> [Exercise prompt]:
Answer these questions from the researcher profile:
1. In what year did Louise Rowntree complete her PhD?
2. Which award did she receive in 2018?
3. Which viruses does Professor Katherine Kedzierska's team especially research?

> [Source document]:
Dr Louise Rowntree is an early-mid career scientist with extensive expertise in viral immunology in vulnerable populations. Louise completed her PhD in 2016 at Monash University investigating human cross-reactive CD8+ T-cells in viral infections. She joined Professor Tony Purcell's Laboratory (Monash) between 2016 - 2018 to further explore T-cell cross-reactivity between viral and self-antigens and identify allopeptides. Louise joined Professor Katherine Kedzierska’s Laboratory at the Doherty Institute in 2019, where her work focuses on dissecting anti-viral responses in high-risk groups, including First Nations peoples, patients with co-morbidities, children and pregnant women, with an emphasis on T-cell epitope identification and T-cell responses associated with severe disease.
Louise has worked in viral T-cell immunity since 2011, most recently on influenza and SARS-CoV-2. She has published a number of peer-reviewed research articles, exemplified by a world-first report of a SARS-CoV-2 CD8+ T-cell specificity early in the pandemic (PNAS-2020) and publications detailing the establishment of SARS-CoV-2-specific T-cells following COVID-19 infection in adults (Immunity-2021) and children (Immunity-2022). She is the recipient of an Australian Postgraduate Award (2012), Best Oral European Federation for Immunogenetics (2015), Rutherford Fellowship (2018) and Keystone Symposia Scholarship (2022). Her emerging international profile is recognised by internationally invited talks and selected international abstract presentations with travel grants and speaker prizes.
Professor Katherine Kedzierska’s team researches immunity to viral infections, especially the newly emerged SARS-CoV-2 and influenza viruses. Her work spans basic research from mouse experiments to human immunity through to clinical settings, with particular focus on understanding universal CD8+ T cell immunity to respiratory viruses. Her studies aim to identify key correlates of severe and fatal respiratory disease in high-risk groups including children, the elderly, Australian First Nations people, pregnant women and patients with co-morbidities.

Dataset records
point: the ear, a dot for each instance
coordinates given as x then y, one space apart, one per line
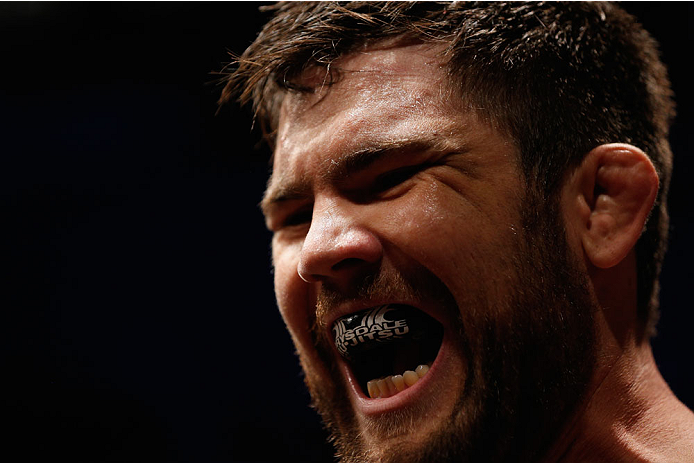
613 191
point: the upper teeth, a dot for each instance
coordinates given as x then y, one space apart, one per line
391 385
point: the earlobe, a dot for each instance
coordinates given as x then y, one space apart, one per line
619 184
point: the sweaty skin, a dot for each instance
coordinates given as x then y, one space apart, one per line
386 176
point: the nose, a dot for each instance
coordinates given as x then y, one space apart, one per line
339 246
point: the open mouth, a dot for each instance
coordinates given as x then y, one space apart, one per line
389 347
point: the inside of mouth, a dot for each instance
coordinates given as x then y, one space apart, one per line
386 341
395 358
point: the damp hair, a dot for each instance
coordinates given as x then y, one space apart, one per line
559 78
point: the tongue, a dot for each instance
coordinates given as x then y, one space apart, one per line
380 326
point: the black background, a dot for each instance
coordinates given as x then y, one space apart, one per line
139 322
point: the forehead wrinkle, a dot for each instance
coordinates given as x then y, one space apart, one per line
282 187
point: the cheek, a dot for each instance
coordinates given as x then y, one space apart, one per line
292 293
468 245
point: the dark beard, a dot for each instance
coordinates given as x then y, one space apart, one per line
528 370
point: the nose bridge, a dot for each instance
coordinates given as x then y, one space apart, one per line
337 243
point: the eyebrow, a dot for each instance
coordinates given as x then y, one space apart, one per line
347 165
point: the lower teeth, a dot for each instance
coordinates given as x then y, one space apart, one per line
391 385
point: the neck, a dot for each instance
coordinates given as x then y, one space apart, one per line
630 414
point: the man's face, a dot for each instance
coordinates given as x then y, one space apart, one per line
386 191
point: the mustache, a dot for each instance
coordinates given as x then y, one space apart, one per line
417 285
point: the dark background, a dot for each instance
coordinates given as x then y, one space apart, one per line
140 323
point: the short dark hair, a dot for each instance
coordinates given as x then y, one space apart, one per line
559 78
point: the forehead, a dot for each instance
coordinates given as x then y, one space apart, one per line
384 97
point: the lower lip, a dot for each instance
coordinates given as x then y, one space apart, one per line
373 407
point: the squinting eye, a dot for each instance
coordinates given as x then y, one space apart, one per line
393 178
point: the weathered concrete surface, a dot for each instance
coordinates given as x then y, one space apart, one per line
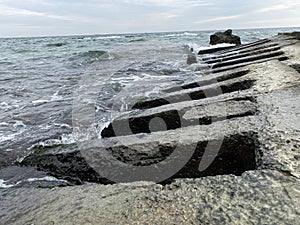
268 195
257 197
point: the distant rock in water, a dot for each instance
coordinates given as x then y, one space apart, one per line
225 37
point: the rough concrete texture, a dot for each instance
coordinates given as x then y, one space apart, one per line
268 195
258 197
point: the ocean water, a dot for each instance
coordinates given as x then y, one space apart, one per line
41 78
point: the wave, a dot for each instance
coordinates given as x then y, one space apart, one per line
89 57
109 37
181 34
60 44
138 40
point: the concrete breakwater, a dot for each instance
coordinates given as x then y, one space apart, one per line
247 105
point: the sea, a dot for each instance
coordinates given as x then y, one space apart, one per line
42 79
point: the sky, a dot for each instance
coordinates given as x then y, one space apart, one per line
70 17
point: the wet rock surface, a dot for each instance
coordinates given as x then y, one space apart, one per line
225 37
257 197
248 102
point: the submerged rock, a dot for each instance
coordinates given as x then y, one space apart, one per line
225 37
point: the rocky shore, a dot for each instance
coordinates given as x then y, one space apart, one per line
248 102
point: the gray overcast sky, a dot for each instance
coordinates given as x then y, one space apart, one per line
66 17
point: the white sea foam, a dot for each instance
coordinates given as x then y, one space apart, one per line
56 96
3 185
109 37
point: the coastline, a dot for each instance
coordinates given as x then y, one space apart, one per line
261 114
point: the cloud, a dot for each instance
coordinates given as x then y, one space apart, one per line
284 5
273 8
8 11
221 18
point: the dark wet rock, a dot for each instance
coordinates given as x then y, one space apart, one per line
191 59
64 162
253 178
257 197
225 37
295 34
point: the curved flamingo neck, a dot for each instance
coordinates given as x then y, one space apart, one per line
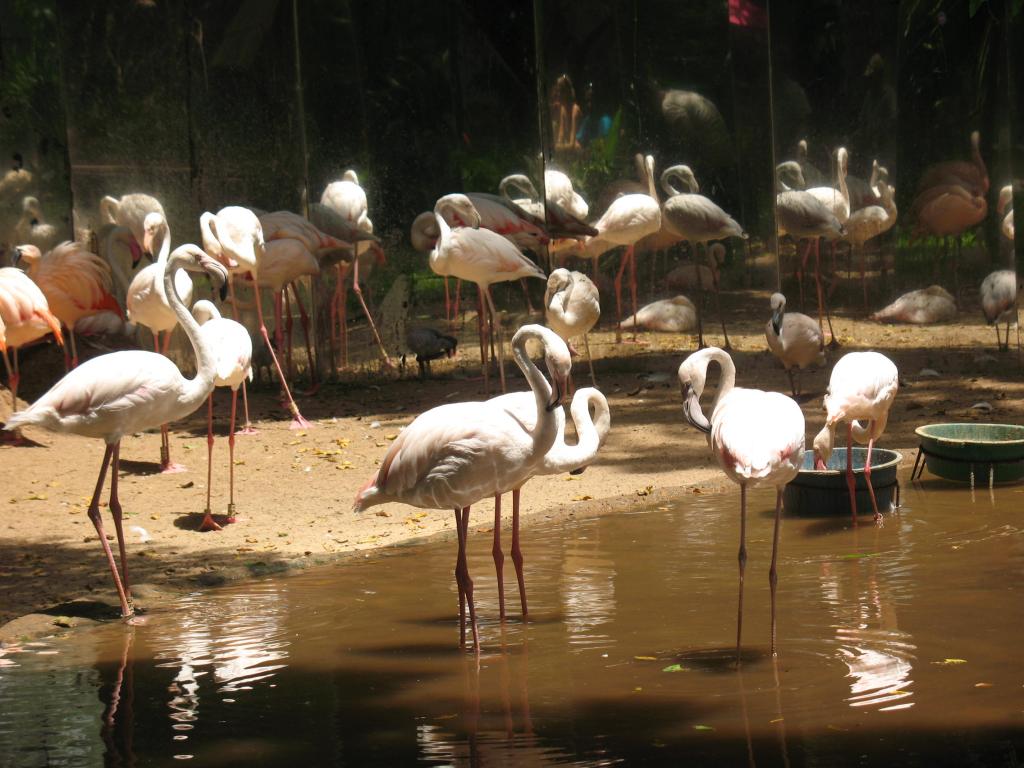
195 390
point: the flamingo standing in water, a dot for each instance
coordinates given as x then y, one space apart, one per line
862 386
758 439
232 351
125 392
235 237
572 306
591 434
455 455
76 283
628 220
480 256
26 316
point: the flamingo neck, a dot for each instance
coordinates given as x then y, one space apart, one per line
438 257
197 389
546 428
591 433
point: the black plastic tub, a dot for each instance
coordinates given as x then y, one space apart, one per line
823 493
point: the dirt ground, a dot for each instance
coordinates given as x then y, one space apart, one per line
295 488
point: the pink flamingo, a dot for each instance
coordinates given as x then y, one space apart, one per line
628 220
591 434
235 237
125 392
758 439
26 316
480 256
455 455
232 351
862 386
76 283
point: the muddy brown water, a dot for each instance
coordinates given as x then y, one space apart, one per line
898 645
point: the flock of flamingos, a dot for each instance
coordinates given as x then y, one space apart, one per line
457 454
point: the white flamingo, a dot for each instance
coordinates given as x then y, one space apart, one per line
125 392
998 301
479 256
628 220
591 434
758 439
795 339
235 237
697 220
148 305
571 307
455 455
232 352
862 386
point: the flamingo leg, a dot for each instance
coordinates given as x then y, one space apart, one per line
97 522
741 557
851 482
297 421
248 428
230 458
867 472
590 360
208 522
499 556
633 289
517 551
772 571
370 316
304 321
619 296
496 323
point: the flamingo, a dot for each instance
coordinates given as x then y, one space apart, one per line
697 220
800 214
235 237
572 306
677 314
758 439
125 392
232 351
348 201
972 174
32 228
628 220
287 260
26 316
148 305
132 212
869 222
591 434
922 307
76 283
998 301
862 386
455 455
795 339
480 256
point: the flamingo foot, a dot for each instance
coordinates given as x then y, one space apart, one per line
209 523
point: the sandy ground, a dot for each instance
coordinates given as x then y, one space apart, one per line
295 488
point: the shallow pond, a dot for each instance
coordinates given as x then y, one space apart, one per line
899 644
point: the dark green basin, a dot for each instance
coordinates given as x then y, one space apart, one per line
953 451
823 492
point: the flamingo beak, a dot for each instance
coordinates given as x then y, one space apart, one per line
691 410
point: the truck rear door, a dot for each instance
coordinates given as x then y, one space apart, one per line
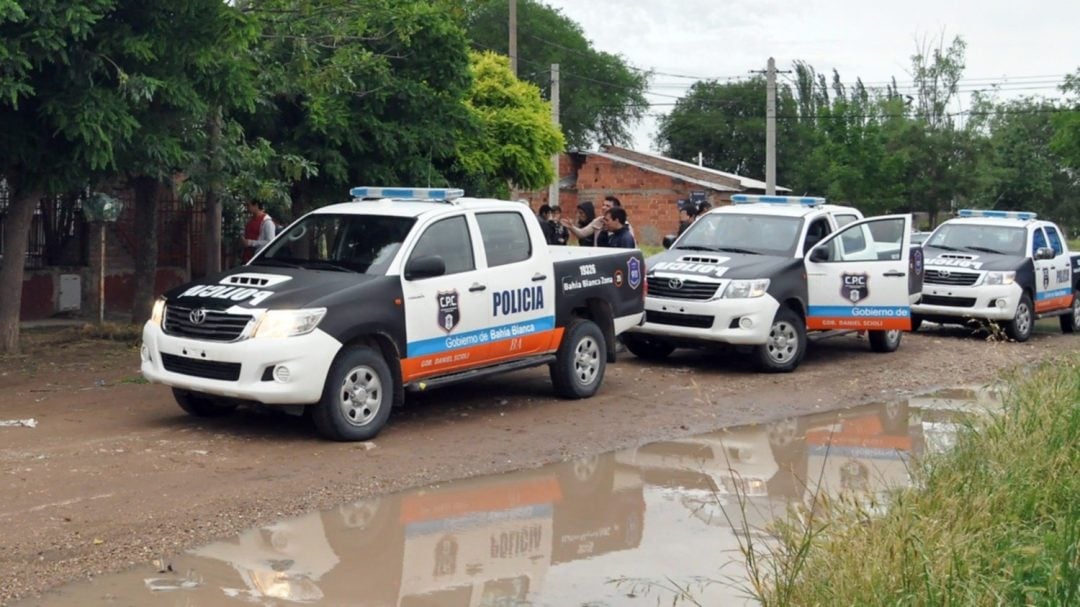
858 278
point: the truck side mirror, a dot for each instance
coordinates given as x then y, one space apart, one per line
424 267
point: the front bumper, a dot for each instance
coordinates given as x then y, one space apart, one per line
308 358
724 321
996 302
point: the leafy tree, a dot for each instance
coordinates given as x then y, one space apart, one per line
367 92
601 96
513 137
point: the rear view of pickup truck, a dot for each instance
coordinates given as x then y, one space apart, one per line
400 289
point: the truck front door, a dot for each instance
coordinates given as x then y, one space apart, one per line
858 278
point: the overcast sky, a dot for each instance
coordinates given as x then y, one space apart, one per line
1024 48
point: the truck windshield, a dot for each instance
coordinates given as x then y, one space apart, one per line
733 232
1000 240
350 243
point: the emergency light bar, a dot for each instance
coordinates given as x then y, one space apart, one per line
439 194
1022 215
801 200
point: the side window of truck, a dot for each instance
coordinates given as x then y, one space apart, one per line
449 240
1055 241
505 238
1038 240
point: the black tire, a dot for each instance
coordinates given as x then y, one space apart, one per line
579 365
202 405
647 347
358 396
1070 322
786 344
916 322
885 340
1020 328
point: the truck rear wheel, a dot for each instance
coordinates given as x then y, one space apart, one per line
786 345
1070 322
1020 327
202 405
356 399
885 340
579 365
647 347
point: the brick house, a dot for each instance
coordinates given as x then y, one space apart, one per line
648 185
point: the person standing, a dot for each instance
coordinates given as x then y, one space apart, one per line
258 231
617 230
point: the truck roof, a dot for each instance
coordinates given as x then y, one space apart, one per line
415 207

> [Reply to the exercise]:
1. 2016
2. Rutherford Fellowship
3. SARS-CoV-2 and influenza viruses